** START OF Records supplied **

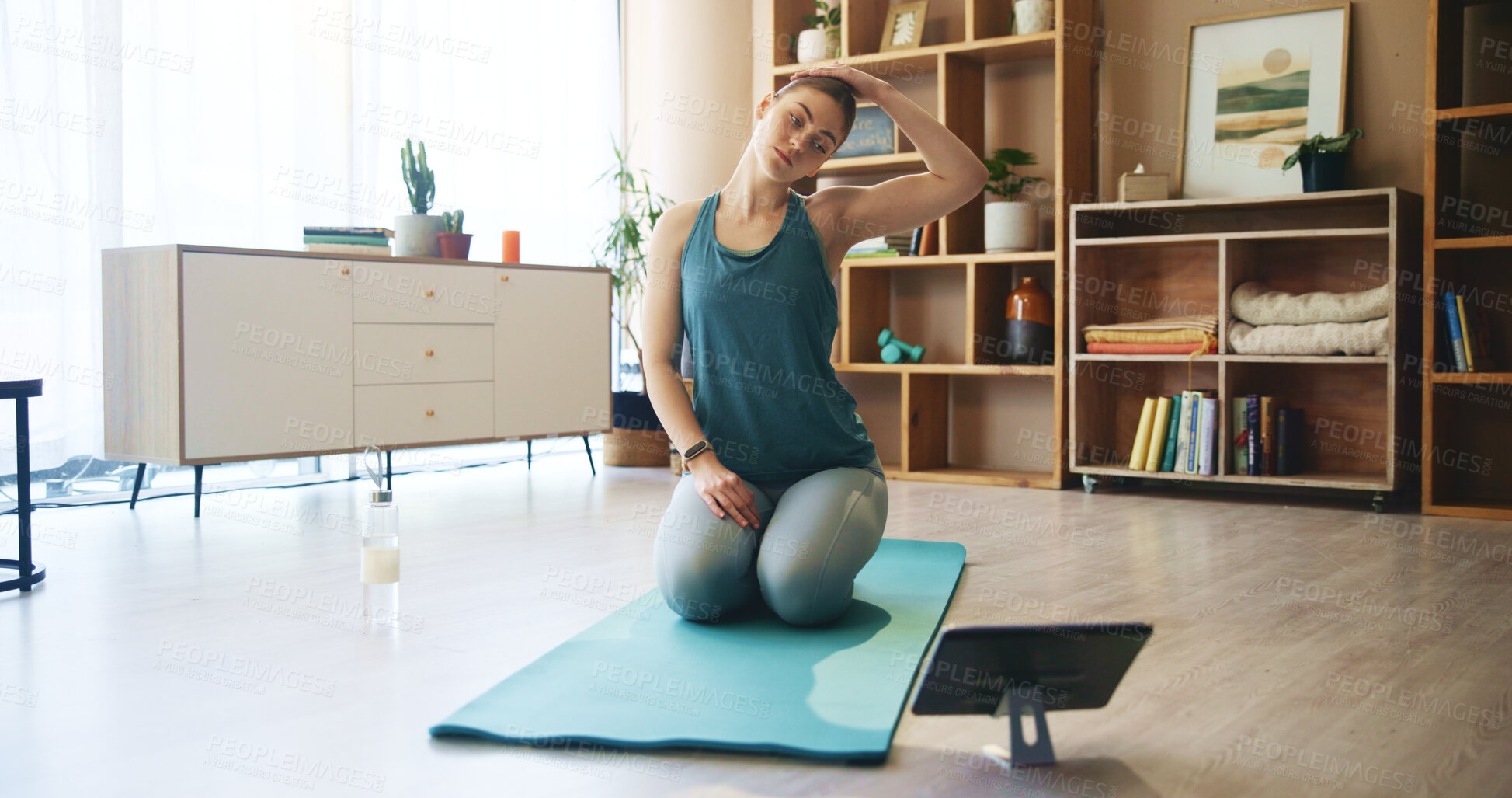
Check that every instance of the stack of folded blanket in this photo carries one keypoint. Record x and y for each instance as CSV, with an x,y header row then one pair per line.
x,y
1269,322
1168,335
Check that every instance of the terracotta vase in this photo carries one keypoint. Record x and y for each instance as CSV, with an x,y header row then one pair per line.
x,y
1030,326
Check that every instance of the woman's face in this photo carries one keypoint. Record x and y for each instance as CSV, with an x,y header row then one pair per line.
x,y
800,132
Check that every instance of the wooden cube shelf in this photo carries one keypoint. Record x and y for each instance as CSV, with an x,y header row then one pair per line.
x,y
1173,258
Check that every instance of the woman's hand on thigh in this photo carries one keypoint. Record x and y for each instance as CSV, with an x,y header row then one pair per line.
x,y
725,491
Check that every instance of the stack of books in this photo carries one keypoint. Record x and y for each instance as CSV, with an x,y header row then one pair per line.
x,y
873,247
1464,333
1175,434
348,239
1267,437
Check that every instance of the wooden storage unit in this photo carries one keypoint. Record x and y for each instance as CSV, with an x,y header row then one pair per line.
x,y
1467,416
1138,261
961,415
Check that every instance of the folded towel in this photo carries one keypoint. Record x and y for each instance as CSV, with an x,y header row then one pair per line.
x,y
1322,338
1258,303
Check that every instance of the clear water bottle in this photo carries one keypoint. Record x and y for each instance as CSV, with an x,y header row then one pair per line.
x,y
380,566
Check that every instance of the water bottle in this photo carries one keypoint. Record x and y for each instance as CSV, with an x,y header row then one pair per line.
x,y
380,566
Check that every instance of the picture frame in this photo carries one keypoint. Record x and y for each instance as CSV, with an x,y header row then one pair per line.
x,y
1257,85
903,30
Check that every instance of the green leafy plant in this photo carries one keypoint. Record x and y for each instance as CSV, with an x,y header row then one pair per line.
x,y
419,180
1322,145
1001,179
829,19
620,249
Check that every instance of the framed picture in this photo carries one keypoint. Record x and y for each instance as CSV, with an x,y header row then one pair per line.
x,y
905,26
871,134
1257,85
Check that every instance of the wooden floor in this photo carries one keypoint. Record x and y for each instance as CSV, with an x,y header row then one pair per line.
x,y
1299,649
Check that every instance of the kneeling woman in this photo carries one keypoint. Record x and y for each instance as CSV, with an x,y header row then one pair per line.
x,y
784,496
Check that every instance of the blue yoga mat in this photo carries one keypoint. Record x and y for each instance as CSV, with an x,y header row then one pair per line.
x,y
646,678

** END OF Records supplied **

Starting at the line that contains "Check that every instance of the water" and ending at the end of the records, replace "keypoint" with "point" and give only those lines again, leaving everything else unchanged.

Check that every instance of the water bottle in this photo carries one point. Record x and y for each instance as CSV, with an x,y header row then one pair per line.
x,y
380,566
Check that every instance of the picture frame in this photo carries one point. Record x and y for each instance as CSV, with an x,y header row then one pair per line.
x,y
1257,85
903,30
Check that every instance of the green leafy plant in this photo carries one point. Record x and y for each instance as CSV, with an x,y header row then one pair per line.
x,y
419,180
1322,145
1001,179
829,19
620,249
Check that every instance of the framed picture in this photo carries one point. Record x and y for each instance as CSV, with an x,y header row then one pair per line.
x,y
905,26
871,134
1257,85
Check that every instance of the wooden floor in this photo carries one point. Record x and y for each instance as CSV, with an x,y header row then one pair per line.
x,y
1299,649
Check that every instance of the kneeling woman in this photo carries one point. Record x and y for each instance as CSV, with an x,y header row then one pair per line.
x,y
784,496
Check that every instance of the blue yoga mat in this photo carries one point. Record x and y for each instance as CSV, with an x,y header row then one pair per line.
x,y
646,678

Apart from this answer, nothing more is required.